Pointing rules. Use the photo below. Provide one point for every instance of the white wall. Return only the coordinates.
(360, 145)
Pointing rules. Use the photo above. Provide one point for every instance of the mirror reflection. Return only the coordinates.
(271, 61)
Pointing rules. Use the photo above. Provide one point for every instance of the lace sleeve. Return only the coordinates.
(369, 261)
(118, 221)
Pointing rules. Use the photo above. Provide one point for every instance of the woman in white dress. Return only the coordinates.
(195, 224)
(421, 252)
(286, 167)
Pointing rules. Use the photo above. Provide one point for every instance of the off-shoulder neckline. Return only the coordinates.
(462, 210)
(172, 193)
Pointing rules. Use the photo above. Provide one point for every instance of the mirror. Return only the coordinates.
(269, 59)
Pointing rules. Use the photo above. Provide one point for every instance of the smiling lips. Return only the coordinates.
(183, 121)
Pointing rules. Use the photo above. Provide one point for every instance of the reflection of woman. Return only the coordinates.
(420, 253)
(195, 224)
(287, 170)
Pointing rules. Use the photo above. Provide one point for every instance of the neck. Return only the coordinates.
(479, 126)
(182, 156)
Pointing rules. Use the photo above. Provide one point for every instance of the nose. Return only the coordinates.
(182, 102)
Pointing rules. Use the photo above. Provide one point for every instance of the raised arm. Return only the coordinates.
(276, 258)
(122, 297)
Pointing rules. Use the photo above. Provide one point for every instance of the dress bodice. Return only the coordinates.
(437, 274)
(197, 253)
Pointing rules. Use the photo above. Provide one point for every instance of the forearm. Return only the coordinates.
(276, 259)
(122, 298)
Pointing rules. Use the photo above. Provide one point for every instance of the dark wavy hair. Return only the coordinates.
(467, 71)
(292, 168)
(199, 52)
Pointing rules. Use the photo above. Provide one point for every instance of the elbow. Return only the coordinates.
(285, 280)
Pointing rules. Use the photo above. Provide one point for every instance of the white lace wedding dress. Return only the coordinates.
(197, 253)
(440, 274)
-=-=-
EXERCISE PROMPT: Lay out all of the data above as a JSON list of strings, with one string for each line and no blank lines.

ANSWER FOR THE TASK:
[
  "Pointing rules. Use the photo below. Provide one point for every instance of the white wall. Return only the coordinates.",
  "(360, 145)",
  "Pointing rules. Use the photo above. Provide one point for every instance of the mirror reflection. Return only the coordinates.",
  "(271, 61)",
  "Pointing rules. Use the photo above. Provide one point for every instance of the lace sleeve. Return only the coordinates.",
  "(369, 261)",
  "(118, 221)",
  "Pointing rules. Use the photo above. Provide one point for every instance of the woman in white dress. Return only the coordinates.",
  "(195, 224)",
  "(421, 252)",
  "(286, 167)",
  "Pointing rules. Use the photo above. Provide one point for every instance of the off-shoulder neckline. Return only the coordinates.",
  "(462, 210)",
  "(172, 193)",
  "Pointing rules. Use the photo above. Provide one point for every instance of the mirror. Return only the coordinates.",
  "(269, 59)",
  "Pointing rules. Use the photo above. Provide one point for every instance of the smiling lips. Return only the coordinates.",
  "(183, 121)",
  "Pointing rules. Use the photo above. Provide one point for every instance of the reflection of woman. Return only the coordinates.",
  "(420, 253)",
  "(195, 224)",
  "(287, 170)",
  "Pointing rules. Use the photo above. Provide one point for every instance of the neck. Return only the coordinates.",
  "(479, 126)",
  "(182, 156)",
  "Pointing rules. Use the photo above. Provide one point for every instance of the nose. Return only the coordinates.",
  "(182, 102)",
  "Pointing rules. Use the photo above. Provide one point for every instance of the raised arm. Return only the coordinates.",
  "(276, 258)",
  "(122, 297)",
  "Pointing rules. Use the photo above. Provide one point for every instance of the dress bodice. Return only the coordinates.",
  "(437, 274)",
  "(197, 253)",
  "Pointing rules. Use the photo above. Provide one point for every instance of the forearm. Return only the coordinates.",
  "(276, 259)",
  "(122, 298)",
  "Pointing rules. Use the photo above. Provide one point for every instance of the dark wavy hair. Return only the coordinates.",
  "(467, 71)",
  "(292, 168)",
  "(199, 52)",
  "Pointing rules. Use the photo above. Provide one point for every instance of the elbow. Return only the coordinates.",
  "(285, 280)",
  "Pointing rules. Use the photo above. Provide one point for every instance of the white lace wedding dress. Return only the coordinates.",
  "(197, 253)",
  "(440, 274)"
]